* **DATA PROVIDED**
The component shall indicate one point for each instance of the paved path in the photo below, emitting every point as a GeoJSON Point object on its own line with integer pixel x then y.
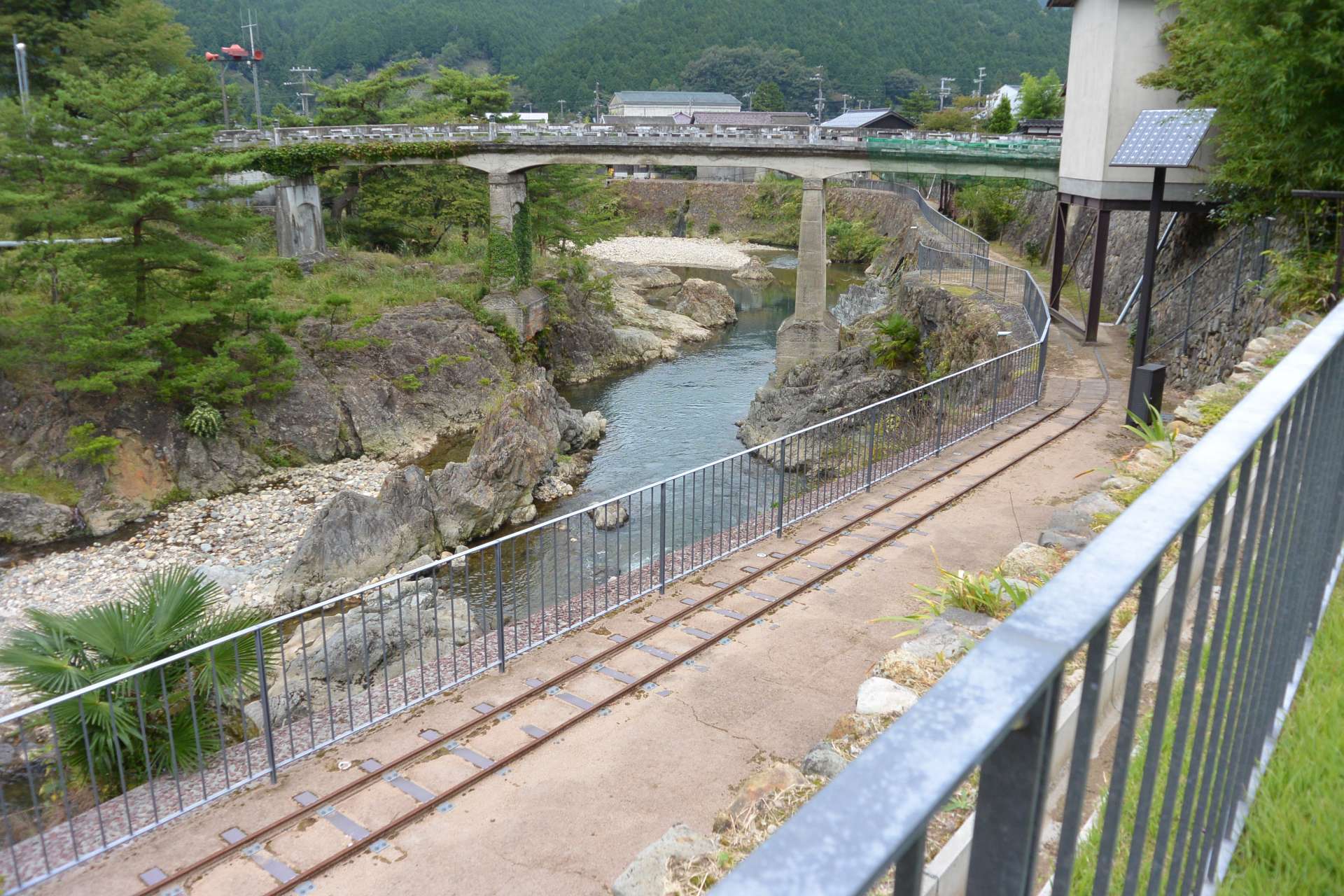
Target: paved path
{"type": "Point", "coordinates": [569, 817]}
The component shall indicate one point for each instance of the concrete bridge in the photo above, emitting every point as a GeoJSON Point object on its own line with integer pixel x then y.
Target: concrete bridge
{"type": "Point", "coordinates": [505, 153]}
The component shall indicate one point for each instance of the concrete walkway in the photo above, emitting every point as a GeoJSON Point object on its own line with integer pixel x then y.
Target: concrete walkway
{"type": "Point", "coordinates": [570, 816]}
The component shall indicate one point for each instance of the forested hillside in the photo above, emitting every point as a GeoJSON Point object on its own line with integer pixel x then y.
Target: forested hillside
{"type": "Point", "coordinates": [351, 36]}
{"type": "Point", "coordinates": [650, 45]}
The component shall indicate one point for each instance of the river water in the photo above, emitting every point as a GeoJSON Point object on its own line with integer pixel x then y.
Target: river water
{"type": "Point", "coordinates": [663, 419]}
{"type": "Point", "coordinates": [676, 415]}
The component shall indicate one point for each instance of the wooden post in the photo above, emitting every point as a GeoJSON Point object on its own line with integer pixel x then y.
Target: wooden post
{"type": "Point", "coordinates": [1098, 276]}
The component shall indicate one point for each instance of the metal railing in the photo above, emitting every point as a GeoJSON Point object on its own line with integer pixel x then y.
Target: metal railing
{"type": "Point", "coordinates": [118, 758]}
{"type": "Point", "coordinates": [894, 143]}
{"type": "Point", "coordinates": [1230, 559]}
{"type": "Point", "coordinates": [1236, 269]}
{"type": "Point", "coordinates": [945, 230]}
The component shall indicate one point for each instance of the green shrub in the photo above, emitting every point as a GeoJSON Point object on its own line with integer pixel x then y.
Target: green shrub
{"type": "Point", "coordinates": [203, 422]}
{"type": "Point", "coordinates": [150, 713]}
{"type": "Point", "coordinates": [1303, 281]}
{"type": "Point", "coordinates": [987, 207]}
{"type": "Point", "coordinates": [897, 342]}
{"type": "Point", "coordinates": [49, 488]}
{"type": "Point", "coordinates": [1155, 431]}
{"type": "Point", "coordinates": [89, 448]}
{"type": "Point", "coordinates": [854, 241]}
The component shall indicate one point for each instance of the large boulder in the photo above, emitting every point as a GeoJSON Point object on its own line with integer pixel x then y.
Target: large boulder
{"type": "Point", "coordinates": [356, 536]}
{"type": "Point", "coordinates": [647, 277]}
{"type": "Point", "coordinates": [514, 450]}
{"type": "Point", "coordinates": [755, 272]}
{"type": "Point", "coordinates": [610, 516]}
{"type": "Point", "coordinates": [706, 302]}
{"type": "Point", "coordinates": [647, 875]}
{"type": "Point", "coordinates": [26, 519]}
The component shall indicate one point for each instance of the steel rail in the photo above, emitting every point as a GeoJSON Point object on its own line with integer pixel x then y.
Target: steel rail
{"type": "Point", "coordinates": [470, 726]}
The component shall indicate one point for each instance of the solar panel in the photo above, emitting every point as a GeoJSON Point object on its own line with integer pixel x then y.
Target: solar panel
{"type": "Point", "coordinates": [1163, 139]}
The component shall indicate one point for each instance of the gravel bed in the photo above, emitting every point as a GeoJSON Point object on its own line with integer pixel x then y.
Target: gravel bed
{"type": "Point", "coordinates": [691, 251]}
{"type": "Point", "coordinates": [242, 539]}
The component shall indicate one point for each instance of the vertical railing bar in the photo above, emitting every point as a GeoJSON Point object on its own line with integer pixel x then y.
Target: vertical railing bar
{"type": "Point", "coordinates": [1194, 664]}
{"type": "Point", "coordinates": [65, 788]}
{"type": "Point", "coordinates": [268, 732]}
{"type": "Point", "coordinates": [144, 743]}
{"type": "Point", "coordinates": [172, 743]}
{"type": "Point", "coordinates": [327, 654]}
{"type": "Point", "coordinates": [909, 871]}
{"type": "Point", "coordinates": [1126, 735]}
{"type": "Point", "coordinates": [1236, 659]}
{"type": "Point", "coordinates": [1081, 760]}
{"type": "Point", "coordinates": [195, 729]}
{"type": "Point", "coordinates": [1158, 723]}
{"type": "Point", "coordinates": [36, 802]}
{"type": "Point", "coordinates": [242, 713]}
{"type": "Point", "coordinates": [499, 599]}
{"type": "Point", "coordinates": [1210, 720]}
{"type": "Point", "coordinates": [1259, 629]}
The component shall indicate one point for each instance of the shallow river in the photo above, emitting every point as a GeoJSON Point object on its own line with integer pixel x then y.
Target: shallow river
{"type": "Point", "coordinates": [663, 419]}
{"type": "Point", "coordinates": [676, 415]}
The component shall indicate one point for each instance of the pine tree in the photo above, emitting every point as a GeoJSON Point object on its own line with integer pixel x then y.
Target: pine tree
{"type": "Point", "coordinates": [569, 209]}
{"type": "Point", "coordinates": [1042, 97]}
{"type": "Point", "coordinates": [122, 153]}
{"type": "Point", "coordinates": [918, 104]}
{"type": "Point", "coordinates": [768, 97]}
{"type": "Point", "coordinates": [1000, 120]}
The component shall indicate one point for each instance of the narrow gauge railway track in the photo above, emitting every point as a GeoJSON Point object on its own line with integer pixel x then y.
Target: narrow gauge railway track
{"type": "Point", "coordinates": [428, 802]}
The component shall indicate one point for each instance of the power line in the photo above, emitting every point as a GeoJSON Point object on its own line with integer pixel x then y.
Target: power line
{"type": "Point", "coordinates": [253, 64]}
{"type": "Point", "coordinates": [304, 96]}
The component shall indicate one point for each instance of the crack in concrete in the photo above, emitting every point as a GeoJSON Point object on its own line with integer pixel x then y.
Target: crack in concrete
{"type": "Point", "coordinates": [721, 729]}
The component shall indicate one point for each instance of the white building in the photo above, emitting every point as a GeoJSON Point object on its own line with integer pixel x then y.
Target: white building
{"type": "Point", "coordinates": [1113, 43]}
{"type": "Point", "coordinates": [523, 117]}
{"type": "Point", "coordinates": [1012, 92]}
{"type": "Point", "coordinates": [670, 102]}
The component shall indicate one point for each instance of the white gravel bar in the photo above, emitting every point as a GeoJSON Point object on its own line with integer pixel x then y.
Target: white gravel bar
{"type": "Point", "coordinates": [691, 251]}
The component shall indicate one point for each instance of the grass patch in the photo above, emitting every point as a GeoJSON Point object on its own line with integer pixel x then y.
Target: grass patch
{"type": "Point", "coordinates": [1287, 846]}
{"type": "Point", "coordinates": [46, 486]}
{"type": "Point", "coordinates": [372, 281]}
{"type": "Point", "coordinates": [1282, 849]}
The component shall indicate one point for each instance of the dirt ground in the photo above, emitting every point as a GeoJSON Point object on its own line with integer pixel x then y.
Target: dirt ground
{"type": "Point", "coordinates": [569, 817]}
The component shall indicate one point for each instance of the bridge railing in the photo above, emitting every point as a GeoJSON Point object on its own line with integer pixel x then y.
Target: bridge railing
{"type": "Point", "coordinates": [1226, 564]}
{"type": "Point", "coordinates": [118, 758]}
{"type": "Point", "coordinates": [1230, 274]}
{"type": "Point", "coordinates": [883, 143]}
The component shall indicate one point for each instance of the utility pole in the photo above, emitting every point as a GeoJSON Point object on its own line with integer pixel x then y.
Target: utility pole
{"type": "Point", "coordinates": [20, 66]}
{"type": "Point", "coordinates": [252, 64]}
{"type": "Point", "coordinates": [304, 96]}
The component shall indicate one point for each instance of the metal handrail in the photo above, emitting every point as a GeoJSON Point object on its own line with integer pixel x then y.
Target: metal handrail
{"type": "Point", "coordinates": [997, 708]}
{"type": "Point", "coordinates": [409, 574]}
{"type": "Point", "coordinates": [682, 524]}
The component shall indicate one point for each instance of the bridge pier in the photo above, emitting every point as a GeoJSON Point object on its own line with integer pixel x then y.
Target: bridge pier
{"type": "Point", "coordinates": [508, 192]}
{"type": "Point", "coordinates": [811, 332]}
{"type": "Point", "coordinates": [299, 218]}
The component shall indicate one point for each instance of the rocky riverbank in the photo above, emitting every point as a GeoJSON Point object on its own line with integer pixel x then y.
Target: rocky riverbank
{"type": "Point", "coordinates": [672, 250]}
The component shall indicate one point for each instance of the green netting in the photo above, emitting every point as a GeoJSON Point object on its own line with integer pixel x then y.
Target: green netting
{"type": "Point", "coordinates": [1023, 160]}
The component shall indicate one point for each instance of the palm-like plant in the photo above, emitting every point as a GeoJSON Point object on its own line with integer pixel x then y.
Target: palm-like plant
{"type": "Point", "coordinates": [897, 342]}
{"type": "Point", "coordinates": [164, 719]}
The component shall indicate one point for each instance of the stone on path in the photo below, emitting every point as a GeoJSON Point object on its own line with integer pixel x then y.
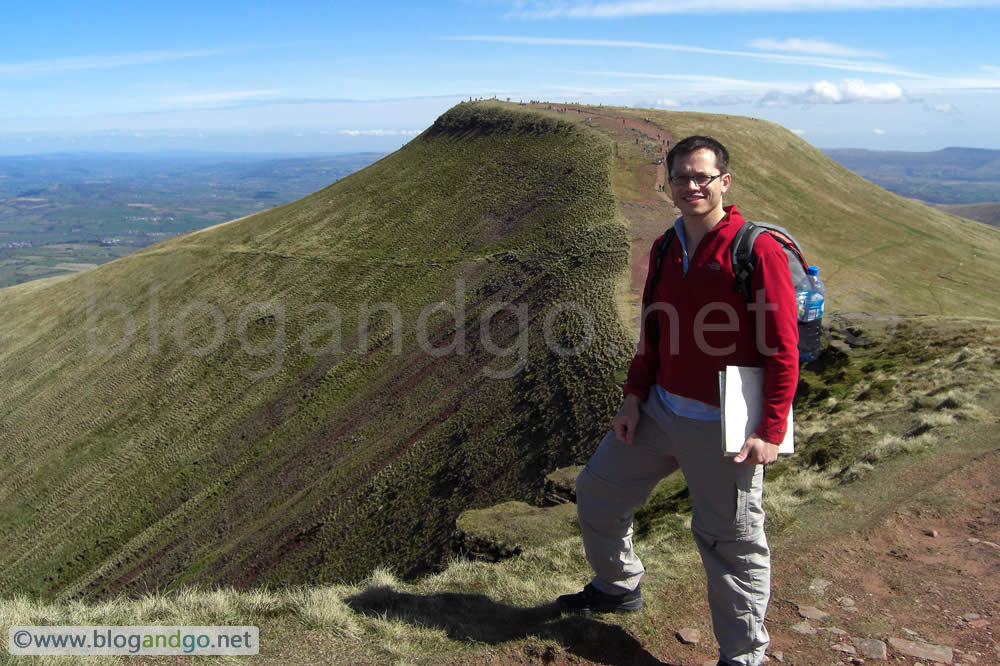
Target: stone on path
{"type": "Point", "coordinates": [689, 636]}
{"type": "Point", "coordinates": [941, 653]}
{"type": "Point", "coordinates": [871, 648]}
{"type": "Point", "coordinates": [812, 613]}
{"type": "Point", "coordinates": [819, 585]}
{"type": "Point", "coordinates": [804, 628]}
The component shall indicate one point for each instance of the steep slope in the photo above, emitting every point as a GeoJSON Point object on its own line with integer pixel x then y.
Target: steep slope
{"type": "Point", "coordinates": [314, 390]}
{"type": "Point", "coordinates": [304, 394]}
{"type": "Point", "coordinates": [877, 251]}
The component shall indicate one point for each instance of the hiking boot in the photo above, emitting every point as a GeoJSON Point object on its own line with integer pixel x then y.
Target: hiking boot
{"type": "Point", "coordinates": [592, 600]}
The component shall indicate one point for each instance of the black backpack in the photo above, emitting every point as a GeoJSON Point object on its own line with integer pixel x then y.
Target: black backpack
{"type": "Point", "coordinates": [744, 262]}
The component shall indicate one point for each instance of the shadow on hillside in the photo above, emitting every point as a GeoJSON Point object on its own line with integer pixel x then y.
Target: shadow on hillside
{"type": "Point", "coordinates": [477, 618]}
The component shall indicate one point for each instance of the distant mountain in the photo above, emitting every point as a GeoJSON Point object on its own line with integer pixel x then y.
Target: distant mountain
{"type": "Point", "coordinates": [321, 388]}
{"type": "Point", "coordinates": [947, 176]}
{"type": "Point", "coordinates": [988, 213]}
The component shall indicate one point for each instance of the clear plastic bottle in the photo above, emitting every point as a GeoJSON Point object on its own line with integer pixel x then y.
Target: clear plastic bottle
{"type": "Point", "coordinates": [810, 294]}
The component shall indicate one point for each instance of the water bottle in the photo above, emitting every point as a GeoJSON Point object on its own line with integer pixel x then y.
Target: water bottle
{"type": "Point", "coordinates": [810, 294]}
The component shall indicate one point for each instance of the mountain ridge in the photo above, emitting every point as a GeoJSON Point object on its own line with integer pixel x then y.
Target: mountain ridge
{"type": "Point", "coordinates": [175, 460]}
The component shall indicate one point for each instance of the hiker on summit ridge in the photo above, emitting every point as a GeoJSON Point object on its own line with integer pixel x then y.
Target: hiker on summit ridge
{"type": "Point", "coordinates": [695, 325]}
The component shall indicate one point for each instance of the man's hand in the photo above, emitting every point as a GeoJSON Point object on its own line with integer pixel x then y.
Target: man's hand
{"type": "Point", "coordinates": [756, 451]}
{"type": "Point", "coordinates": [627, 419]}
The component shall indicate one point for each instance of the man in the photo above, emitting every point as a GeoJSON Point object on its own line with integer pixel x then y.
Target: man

* **PROBLEM STATEMENT**
The string to find is "below"; copy every line of the listing that has it.

* **WRITTEN SOLUTION**
The component shall indicate one point for each instance of the paved path in the photo below, emitting every point as a GeoJSON Point object on its own line with integer pixel x then y.
The component shall indicate one point for each instance of the stone on path in the photo below, emitting every point as a GeoJSON Point object on its own line with integer pixel x then y.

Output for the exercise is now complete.